++++ Entries ++++
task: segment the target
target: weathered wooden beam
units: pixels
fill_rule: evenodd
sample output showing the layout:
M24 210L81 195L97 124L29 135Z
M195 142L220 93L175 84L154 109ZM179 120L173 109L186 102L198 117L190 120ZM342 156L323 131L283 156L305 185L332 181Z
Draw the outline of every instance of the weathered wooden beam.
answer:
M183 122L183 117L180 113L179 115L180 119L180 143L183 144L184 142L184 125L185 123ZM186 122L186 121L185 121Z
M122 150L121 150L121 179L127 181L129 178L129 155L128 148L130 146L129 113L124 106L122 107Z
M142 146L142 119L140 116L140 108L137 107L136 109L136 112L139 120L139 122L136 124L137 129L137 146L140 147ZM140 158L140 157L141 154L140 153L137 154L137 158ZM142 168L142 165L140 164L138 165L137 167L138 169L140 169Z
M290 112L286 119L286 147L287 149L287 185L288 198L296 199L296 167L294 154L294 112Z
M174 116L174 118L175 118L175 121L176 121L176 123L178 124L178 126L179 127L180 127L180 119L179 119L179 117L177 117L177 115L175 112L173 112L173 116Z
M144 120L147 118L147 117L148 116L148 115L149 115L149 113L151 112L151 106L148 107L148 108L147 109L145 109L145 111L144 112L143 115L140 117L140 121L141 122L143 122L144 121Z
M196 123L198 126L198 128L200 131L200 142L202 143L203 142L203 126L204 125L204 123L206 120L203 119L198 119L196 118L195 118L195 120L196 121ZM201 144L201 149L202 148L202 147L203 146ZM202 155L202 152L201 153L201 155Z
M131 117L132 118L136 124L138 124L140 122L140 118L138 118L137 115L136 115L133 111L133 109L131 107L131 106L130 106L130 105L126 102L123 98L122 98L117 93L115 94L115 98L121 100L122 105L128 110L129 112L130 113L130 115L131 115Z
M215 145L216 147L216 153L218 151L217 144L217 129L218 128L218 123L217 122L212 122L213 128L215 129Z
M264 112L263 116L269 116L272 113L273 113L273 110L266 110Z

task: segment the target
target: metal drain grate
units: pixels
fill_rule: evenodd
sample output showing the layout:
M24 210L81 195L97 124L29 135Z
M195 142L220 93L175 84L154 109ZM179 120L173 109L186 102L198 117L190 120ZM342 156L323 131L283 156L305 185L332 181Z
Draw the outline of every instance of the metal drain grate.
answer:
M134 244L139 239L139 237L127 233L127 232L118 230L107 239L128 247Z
++++
**Exercise**
Please copy every line of the records above without any changes.

**Result**
task: segment the target
target: weathered wooden beam
units: pixels
fill_rule: evenodd
sample output showing the layout:
M24 210L81 195L97 124L29 135Z
M195 142L220 93L175 84L154 109ZM179 120L173 109L186 102L198 117L190 120ZM342 156L323 131L283 156L305 185L332 181Z
Draw the outline of every instance of the weathered wooden beam.
answer:
M183 122L183 117L180 113L179 115L180 119L180 143L183 144L184 142L184 125L185 123ZM186 122L186 121L185 121Z
M122 150L121 150L121 179L127 181L129 178L129 155L128 148L130 146L129 113L124 106L122 107Z
M142 146L142 119L140 116L140 108L137 107L136 109L136 112L139 120L139 122L136 124L137 129L137 146L140 147ZM140 158L140 157L141 154L140 153L137 154L137 158ZM142 168L142 165L140 164L138 165L137 167L138 169L140 169Z
M290 112L286 119L286 147L287 149L287 185L288 198L296 199L296 167L294 154L294 112Z
M174 116L174 118L175 118L175 121L176 121L176 123L178 124L178 126L179 127L180 127L180 119L179 119L179 117L177 117L177 115L175 112L173 112L173 116Z
M144 120L147 118L147 117L148 116L148 115L149 115L149 113L151 112L151 106L148 107L148 108L147 109L145 109L145 111L144 112L143 115L140 117L140 121L141 122L143 122L144 121Z
M196 123L198 126L198 128L200 131L200 142L202 143L203 142L203 126L204 125L204 123L206 120L203 119L198 119L196 118L195 118L195 120L196 121ZM201 144L201 149L202 148L202 147L203 146ZM202 155L202 152L201 153L201 155Z
M131 117L132 118L136 124L138 124L140 122L140 118L138 118L137 115L136 115L133 111L133 109L131 107L131 106L130 106L130 105L126 102L123 98L122 98L117 93L115 94L115 98L121 100L122 105L128 110L129 112L130 113L130 115L131 115Z
M215 145L216 147L216 153L218 151L217 144L217 129L218 128L218 123L217 122L212 122L213 128L215 129Z
M264 112L263 116L269 116L272 113L273 113L273 110L266 110Z

task: segment the target
target: metal drain grate
units: pixels
fill_rule: evenodd
sample output showing the layout:
M24 210L81 195L97 124L29 135Z
M195 142L220 93L175 84L154 109ZM179 120L173 109L186 102L198 117L190 120ZM342 156L323 131L283 156L305 185L332 181Z
Draw the outline of every instance of the metal drain grate.
answer:
M134 244L139 239L139 237L127 233L127 232L118 230L107 239L128 247Z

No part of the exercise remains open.